Copy out the listing that follows exactly, dropping every picture.

## START

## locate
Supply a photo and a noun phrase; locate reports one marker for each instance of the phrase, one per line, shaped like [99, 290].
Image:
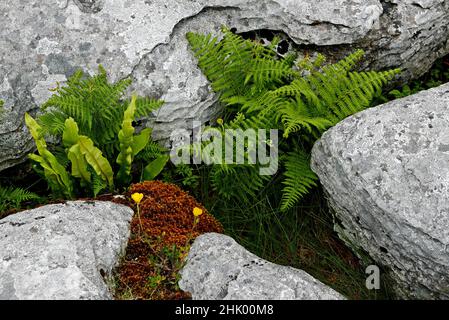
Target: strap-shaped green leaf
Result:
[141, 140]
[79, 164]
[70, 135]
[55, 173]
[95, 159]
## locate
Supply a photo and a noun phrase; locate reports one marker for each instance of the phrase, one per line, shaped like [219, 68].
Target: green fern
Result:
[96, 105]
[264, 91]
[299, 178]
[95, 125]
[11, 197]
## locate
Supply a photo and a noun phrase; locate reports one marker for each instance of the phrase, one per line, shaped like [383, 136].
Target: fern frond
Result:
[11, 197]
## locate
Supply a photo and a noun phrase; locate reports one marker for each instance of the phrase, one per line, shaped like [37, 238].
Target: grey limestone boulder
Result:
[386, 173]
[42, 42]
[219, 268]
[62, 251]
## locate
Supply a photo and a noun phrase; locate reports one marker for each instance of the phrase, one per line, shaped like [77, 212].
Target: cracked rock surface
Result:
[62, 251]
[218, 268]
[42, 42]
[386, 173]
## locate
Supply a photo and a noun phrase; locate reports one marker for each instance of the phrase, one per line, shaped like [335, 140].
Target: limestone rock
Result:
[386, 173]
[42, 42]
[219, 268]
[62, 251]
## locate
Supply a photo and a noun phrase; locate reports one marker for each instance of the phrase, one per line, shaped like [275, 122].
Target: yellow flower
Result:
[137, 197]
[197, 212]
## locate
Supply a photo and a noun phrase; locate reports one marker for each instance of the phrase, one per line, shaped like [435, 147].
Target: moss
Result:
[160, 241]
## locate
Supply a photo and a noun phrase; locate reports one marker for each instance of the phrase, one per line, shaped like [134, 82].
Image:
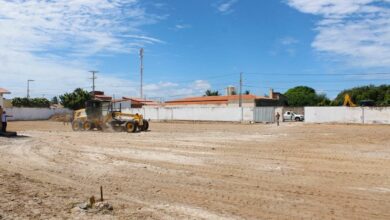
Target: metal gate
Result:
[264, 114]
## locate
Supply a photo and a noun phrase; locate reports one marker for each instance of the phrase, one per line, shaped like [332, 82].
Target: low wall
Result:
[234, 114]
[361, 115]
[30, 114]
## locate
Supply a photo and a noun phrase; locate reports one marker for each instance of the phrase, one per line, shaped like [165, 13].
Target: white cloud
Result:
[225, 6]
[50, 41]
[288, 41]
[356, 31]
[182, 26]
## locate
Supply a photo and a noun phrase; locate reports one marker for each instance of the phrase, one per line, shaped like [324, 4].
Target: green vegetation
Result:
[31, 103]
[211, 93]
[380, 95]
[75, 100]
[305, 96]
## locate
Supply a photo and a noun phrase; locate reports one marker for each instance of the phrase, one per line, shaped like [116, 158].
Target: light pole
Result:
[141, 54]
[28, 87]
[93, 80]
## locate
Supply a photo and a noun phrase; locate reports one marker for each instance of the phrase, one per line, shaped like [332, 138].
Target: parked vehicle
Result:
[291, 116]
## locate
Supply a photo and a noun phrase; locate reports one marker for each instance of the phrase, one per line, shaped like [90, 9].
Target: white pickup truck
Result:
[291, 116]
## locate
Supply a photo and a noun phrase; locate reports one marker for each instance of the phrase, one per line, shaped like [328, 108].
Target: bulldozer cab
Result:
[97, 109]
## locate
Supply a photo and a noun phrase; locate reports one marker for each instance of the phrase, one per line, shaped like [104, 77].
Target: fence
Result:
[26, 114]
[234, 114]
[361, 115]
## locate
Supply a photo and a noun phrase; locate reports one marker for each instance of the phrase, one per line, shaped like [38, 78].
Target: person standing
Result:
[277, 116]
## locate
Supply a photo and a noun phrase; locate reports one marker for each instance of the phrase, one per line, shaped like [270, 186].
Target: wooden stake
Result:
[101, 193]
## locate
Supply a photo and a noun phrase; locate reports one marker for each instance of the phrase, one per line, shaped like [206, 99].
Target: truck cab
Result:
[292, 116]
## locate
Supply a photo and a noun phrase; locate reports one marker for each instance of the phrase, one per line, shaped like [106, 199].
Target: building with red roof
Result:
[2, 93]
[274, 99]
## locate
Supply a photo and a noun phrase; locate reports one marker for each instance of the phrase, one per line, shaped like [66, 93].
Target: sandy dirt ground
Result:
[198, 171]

## END

### Result below:
## locate
Supply a photo and a noun phrase; locate reports one marker for each instance of the phrase, one per line, shaped like [99, 290].
Image:
Target: strap-shaped green leaf
Result:
[141, 140]
[79, 164]
[70, 135]
[55, 173]
[95, 159]
## locate
Supply a photo and a noun phrase; locate reports one marker for each instance of the phrase, one per line, shaped like [219, 68].
Target: green fern
Result:
[96, 105]
[264, 91]
[299, 178]
[95, 125]
[11, 197]
## locate
Supply a photo and a noun phrase; locate reports one marker for each instance of the phrase, one per line, shaped like [383, 136].
Target: fern frond
Result:
[11, 197]
## locate
Supply a photo and a noun phrase; locate reports one marker for each instance of the phrase, one per line, shaped like [37, 238].
Target: grey limestone boulder
Result:
[386, 173]
[42, 42]
[219, 268]
[62, 251]
## locate
Supply a photo and a noun phrase; locate reports one marker for each instance of the phrase, one per line, shaped like [77, 212].
Target: cracked rock surface
Result:
[62, 251]
[218, 268]
[42, 42]
[386, 173]
## locate
Supply a photo and a noun phrase; locate reports one marker for each instance of the phrase, one per line, shaped like [335, 140].
Target: limestone rock
Result:
[386, 173]
[42, 42]
[219, 268]
[62, 251]
## locate
Supply a photo and a noun phrase; locate reports one marker for each instance of the phrase, one per line, shaped like [275, 122].
Target: yellow flower
Result:
[137, 197]
[197, 212]
## locate
Supply a photo and a noun phrase; locate reports one marker for each instance of the phrase, one per line, shaped like [435, 147].
Target: moss
Result:
[160, 241]
## locate
Supply a photo and a noun phrase; locate reports one marker for each instance of the phrase, one per line, shaped like [134, 82].
Image:
Target: metal gate
Result:
[264, 114]
## locate
Supply a photo and a noun phrase; locate reports one marker for each instance of the phrase, one per line, shaped like [332, 82].
Target: low wall
Result:
[234, 114]
[361, 115]
[30, 114]
## locate
Supply a photo and a noun phrase; locate reports one marker for each instance of the phrase, one per line, shaped like [165, 13].
Target: white cloud
Result:
[225, 6]
[50, 41]
[288, 41]
[356, 31]
[182, 26]
## locate
Supply a photo and a noun phrase; locate reports one marker for each instance of the phrase, one per line, shaped like [324, 4].
Target: green vegetation
Result:
[31, 103]
[211, 93]
[380, 95]
[75, 100]
[305, 96]
## locate
Supply a photo and a noun phrase; locate reports one marker for each instance of the phrase, one per line, shaped like [116, 158].
Target: light pole
Result:
[141, 54]
[28, 87]
[93, 80]
## locate
Supply a photo and a noun phrase; locate reports one marker for each instance of the phrase, one per line, shaped like [332, 138].
Target: parked vehicle
Result:
[291, 116]
## locate
Supply a photo and a noun phrase; locate reports one marker for each instance of the phrase, one per line, shaped like [90, 9].
Target: white pickup truck
Result:
[291, 116]
## locate
Supply a photo and a noun phrase; locate reports one marker for each instance of the phrase, one per line, shaped like [328, 108].
Target: bulldozer cab
Result:
[97, 109]
## locate
Supply a photo and a noun phrase; locate reports one marker for each instance of the phrase, one per line, shaped like [104, 77].
Target: fence
Result:
[26, 114]
[234, 114]
[361, 115]
## locate
Supply a photo and a noun phrase; locate reports one marker for each instance of the phrase, one per line, shaped like [38, 78].
Target: person standing
Result:
[277, 116]
## locate
Supply a photo and a noun phrase; locate reports one marker for each instance of the phrase, one per line, shaped like [270, 186].
Target: wooden stake
Result:
[101, 193]
## locate
Supply a photo and a noun phrase; locate reports one marker for each instance of the phrase, one per line, shaped like [206, 99].
Target: truck cab
Result:
[292, 116]
## locate
Supply a photo and a noun phrase; locate reports one marker for each instance of the phrase, one per line, shaped like [106, 199].
Target: building with red roof
Result:
[2, 93]
[274, 99]
## locate
Supply a photo and a noun phrase; locate reports one marker for each instance of the phrase, one per line, shaped like [66, 93].
Target: sandy dirt ground
Result:
[198, 171]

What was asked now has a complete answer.